▸ DATA PROVIDED

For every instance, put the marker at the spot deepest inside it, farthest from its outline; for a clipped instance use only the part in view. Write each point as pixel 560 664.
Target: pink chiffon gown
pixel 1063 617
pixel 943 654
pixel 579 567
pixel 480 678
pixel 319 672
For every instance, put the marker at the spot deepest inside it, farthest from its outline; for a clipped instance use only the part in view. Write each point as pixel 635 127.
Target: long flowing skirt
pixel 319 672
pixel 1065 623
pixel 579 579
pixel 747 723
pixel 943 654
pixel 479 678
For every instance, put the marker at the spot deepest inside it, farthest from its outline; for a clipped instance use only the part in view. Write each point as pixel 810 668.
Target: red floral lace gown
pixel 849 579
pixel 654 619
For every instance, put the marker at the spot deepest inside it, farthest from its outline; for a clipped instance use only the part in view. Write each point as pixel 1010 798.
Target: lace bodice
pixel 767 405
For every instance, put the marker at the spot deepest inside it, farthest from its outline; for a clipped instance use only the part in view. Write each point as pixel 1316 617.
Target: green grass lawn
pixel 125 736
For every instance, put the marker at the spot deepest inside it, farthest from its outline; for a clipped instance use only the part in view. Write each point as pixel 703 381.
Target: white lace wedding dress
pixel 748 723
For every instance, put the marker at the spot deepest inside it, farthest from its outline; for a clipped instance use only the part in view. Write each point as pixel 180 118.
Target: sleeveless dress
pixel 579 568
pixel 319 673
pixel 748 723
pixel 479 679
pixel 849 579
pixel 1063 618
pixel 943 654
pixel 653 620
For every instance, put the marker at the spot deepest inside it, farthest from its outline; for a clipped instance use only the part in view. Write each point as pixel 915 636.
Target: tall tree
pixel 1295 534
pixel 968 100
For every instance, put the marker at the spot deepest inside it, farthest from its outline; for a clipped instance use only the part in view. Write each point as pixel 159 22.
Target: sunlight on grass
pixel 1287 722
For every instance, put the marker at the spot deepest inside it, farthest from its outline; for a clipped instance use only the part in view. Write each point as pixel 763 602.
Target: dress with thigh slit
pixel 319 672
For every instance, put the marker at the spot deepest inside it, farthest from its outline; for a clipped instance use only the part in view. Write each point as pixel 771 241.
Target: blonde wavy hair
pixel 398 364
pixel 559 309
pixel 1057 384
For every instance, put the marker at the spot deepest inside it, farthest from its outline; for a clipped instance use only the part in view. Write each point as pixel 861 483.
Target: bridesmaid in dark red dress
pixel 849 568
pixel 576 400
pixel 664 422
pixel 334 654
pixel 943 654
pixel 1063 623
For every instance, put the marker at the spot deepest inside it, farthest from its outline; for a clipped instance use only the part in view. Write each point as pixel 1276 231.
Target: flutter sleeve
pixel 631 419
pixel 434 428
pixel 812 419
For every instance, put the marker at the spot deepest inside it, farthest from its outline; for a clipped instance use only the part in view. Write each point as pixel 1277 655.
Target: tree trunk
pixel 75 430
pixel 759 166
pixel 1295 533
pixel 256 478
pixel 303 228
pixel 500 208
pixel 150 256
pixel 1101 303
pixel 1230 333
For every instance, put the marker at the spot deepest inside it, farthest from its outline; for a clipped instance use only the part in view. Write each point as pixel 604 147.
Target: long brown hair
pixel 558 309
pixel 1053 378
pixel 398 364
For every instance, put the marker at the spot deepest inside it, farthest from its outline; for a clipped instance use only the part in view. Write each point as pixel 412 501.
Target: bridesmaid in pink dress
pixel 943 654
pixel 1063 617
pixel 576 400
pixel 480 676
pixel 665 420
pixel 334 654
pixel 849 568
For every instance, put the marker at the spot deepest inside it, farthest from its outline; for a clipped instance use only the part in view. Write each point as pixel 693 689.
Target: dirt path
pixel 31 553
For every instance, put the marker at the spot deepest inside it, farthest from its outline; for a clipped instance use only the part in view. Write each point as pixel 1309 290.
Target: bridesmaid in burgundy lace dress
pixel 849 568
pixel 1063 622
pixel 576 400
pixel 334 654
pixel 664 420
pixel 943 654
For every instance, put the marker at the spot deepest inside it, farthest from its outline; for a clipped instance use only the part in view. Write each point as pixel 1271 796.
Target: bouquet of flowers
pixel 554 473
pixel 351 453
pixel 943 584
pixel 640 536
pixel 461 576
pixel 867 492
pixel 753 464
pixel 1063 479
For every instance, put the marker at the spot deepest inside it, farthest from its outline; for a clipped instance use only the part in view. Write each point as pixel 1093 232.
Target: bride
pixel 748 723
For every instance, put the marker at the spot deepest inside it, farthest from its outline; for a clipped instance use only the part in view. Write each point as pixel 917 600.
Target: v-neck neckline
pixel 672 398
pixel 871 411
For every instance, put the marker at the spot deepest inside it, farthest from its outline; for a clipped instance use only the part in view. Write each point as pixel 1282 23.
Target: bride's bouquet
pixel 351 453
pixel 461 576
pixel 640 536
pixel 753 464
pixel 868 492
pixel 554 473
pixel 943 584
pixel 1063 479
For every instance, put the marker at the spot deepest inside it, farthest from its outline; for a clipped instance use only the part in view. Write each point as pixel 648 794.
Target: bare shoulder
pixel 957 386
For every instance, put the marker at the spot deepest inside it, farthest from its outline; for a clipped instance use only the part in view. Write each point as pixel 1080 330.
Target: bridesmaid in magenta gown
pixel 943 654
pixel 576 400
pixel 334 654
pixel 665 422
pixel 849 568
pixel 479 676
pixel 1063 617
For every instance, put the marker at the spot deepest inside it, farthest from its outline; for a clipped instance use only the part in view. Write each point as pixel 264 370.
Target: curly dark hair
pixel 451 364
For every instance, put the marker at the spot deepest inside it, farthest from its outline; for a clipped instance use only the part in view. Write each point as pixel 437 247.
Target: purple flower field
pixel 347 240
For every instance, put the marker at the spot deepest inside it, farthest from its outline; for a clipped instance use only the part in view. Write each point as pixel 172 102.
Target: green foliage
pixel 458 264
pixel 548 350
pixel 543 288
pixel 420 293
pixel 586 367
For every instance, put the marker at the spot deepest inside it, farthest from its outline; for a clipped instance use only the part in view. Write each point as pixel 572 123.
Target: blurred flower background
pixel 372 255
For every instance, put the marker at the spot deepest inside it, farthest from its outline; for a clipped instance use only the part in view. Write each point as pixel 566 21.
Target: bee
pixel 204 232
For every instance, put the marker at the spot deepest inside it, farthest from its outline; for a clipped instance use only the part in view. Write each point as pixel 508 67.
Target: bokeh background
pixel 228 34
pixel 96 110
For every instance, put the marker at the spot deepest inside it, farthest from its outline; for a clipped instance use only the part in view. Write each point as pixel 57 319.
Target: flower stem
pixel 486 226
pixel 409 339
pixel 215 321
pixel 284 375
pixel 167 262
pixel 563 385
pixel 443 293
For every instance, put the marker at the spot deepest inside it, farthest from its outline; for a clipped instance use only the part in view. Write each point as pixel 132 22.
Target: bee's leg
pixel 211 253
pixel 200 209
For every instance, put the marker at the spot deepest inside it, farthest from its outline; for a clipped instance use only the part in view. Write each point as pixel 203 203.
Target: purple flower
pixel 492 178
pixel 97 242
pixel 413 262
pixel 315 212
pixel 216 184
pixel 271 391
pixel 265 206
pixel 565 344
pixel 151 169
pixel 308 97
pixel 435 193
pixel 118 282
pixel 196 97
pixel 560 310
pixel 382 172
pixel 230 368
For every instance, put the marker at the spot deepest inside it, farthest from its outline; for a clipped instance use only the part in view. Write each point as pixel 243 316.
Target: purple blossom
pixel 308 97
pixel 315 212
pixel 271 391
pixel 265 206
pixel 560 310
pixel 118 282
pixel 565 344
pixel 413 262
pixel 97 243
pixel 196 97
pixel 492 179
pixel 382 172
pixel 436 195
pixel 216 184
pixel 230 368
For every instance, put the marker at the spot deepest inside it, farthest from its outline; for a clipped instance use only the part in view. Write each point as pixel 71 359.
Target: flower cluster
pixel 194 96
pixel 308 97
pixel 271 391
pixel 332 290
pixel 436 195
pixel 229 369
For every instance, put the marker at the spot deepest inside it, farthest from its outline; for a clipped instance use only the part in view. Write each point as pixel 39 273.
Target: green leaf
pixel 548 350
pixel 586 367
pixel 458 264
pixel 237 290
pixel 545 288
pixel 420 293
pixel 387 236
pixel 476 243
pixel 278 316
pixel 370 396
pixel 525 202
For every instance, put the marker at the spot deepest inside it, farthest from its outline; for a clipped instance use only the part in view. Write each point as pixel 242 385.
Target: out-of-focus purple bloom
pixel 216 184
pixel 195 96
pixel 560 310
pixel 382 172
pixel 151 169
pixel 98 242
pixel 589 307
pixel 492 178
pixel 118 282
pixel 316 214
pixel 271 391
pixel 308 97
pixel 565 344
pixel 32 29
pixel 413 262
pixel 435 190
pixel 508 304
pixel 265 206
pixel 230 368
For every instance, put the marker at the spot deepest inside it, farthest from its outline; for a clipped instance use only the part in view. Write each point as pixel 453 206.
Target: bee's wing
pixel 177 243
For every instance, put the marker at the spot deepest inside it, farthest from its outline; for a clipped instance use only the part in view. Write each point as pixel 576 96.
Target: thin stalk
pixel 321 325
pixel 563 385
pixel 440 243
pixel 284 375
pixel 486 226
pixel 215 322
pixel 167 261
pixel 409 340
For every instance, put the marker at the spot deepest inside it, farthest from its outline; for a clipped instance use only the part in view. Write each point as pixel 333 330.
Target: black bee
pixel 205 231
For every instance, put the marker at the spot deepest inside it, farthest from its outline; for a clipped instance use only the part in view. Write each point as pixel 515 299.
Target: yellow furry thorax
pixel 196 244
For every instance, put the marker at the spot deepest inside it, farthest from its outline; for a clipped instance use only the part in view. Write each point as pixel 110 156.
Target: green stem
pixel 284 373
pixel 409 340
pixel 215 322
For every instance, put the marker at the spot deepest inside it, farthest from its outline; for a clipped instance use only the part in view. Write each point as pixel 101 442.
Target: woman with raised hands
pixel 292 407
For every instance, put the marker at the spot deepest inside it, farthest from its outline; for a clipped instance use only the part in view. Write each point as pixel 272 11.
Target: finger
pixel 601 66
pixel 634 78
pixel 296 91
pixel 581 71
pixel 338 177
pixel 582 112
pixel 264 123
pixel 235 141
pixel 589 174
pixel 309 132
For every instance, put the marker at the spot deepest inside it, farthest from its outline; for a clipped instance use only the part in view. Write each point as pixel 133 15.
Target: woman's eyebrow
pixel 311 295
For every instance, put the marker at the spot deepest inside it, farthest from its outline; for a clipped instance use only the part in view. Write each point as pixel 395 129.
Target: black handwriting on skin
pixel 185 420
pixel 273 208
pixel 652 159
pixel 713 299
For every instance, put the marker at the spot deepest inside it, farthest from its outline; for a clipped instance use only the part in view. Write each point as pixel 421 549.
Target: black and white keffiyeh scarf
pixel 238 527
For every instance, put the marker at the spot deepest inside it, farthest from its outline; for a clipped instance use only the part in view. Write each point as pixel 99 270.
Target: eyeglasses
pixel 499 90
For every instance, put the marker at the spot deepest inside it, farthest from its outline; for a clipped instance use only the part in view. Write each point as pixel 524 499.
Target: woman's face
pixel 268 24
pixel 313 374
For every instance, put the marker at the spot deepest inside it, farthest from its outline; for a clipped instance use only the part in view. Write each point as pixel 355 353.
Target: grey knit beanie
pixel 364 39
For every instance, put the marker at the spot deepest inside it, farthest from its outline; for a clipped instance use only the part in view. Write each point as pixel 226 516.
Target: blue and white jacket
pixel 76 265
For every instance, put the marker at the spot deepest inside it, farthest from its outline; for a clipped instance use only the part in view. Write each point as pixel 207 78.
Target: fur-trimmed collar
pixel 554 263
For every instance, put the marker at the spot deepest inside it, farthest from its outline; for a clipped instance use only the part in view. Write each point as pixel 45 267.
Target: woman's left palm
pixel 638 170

▸ WHAT YOU ARE ASKED TO DO
From the first item above through the line that contains "pixel 767 405", give the items as a two-column CSV with the header item_text,answer and one row per item. Put each item's text and its answer in their own quoted fields, with line breaks replaced by spaces.

▸ REPLY TO THE EXERCISE
item_text,answer
"For every instance, put the marker at the spot deepest inside it, farthest from its outline; for a clipped instance use only the part in view. Write each point as pixel 560 664. Target: pink chiffon gown","pixel 1063 617 pixel 943 654 pixel 579 567 pixel 480 678 pixel 319 672"
"For every instance, put the marker at the spot deepest inside it, farthest from its outline; for a clipped instance use only the part in view. Write each point as pixel 635 127. Target: long flowing skirt","pixel 319 672 pixel 1065 623 pixel 579 579 pixel 747 723 pixel 943 654 pixel 479 678"
"For every instance, put the marker at the spot deepest inside it, farthest from its outline; for a clipped instance use only the part in view. Write each point as pixel 810 668. Target: red floral lace gown","pixel 849 579 pixel 654 619"
"For every instance, put the marker at the spot deepest inside it, farthest from its outline; for a clipped instance use only the part in view. Write each point as pixel 1010 798. Target: lace bodice","pixel 767 405"